--- Start DATA FOR THIS EXERCISE ---

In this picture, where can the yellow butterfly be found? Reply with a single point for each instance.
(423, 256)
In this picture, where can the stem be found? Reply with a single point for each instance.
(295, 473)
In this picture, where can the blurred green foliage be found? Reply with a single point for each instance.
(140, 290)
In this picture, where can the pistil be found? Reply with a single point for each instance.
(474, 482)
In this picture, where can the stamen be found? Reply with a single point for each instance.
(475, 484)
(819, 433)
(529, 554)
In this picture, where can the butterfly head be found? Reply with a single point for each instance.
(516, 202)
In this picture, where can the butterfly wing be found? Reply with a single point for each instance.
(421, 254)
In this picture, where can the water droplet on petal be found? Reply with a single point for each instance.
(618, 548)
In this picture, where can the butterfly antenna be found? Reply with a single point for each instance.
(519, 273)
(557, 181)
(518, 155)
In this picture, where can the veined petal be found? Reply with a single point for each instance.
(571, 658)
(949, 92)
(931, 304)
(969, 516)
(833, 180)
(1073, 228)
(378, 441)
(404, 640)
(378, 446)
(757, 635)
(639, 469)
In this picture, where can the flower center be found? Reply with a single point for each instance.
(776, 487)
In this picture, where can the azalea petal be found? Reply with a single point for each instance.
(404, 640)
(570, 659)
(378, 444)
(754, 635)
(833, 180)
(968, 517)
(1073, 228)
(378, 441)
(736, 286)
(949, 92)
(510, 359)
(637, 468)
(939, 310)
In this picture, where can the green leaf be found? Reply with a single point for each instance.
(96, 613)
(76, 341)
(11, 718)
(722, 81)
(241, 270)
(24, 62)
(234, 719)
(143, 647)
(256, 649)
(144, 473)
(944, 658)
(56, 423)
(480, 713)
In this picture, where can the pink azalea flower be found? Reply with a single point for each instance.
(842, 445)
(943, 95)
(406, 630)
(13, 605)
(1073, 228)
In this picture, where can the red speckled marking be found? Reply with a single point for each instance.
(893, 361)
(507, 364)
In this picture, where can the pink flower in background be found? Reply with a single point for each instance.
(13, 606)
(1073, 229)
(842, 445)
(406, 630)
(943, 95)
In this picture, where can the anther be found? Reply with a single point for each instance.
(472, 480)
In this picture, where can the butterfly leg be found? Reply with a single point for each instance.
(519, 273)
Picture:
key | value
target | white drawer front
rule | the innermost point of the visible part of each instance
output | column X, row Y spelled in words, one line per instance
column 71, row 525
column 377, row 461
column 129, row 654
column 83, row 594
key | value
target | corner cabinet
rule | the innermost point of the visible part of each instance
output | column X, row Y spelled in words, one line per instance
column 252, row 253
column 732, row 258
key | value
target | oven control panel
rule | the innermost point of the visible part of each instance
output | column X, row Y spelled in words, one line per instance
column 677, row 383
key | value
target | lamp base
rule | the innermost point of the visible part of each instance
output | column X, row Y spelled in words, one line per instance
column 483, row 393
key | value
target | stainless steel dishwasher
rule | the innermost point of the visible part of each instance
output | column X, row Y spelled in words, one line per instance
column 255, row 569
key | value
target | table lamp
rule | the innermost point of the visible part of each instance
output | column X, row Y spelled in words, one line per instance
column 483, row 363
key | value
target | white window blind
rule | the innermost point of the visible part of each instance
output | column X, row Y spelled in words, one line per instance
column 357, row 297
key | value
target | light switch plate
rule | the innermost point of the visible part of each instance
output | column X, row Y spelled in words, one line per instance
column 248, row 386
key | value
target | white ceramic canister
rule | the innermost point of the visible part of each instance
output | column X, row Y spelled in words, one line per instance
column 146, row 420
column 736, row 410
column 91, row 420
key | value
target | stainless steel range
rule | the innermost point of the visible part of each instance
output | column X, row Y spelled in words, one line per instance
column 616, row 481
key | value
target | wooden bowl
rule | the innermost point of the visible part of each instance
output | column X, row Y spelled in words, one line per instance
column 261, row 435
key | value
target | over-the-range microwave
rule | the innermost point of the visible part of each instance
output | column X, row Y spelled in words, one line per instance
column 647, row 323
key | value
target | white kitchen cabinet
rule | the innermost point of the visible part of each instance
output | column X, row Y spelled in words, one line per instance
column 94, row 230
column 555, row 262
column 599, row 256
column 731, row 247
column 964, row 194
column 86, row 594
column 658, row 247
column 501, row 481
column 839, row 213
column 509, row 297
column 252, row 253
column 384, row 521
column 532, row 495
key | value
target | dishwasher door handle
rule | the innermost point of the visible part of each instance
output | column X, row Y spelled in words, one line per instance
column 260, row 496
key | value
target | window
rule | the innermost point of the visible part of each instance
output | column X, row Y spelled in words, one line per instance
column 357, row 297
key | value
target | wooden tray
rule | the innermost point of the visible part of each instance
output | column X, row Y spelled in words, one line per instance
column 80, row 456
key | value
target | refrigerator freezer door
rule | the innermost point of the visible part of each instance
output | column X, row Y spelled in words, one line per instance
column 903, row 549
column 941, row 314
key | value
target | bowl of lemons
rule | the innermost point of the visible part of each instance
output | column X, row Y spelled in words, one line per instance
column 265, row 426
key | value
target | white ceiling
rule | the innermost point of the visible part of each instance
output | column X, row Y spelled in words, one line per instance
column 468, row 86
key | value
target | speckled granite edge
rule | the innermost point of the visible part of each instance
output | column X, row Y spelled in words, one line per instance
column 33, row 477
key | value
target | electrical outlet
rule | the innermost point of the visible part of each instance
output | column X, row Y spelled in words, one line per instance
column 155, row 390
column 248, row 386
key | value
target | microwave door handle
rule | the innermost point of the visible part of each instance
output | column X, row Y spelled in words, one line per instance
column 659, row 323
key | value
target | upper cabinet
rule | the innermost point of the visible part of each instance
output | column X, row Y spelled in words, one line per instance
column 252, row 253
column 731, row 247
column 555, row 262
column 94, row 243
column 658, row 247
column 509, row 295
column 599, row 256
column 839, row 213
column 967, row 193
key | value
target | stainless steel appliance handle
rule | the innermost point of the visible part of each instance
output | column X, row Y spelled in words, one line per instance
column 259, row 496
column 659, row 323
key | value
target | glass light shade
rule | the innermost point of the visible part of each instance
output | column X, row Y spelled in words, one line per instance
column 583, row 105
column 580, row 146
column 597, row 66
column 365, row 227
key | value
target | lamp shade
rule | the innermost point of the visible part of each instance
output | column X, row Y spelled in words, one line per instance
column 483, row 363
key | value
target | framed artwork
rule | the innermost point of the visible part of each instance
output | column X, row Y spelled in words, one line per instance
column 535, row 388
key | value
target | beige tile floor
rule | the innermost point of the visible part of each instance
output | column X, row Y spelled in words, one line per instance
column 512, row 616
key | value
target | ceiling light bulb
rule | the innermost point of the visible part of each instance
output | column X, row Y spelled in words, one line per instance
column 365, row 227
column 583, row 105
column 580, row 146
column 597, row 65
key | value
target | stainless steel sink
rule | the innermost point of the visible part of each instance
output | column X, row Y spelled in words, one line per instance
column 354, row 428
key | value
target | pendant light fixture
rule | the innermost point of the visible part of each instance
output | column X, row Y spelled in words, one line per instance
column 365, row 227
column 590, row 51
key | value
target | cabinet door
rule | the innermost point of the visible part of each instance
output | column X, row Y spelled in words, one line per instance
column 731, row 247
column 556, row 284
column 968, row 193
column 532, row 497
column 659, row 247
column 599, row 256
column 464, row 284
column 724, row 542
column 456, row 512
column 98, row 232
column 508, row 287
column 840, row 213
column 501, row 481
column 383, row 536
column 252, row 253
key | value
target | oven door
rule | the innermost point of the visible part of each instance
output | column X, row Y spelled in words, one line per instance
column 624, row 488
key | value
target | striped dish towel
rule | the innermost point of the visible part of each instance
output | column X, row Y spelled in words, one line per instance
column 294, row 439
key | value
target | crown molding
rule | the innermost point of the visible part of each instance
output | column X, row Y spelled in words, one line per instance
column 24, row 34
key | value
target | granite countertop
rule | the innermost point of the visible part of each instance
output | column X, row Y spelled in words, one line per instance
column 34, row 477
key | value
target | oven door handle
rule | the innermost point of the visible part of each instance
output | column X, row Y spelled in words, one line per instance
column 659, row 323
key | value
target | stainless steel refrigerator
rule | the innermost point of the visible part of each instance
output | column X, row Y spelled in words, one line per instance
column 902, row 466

--- End DATA FOR THIS EXERCISE ---

List every line of the data above that contains the string "cabinet", copying each one in full. Case counts.

### FINAL ANSWER
target | corner cabinet
target | white kitchen cabinet
target | upper cabinet
target | cabinet door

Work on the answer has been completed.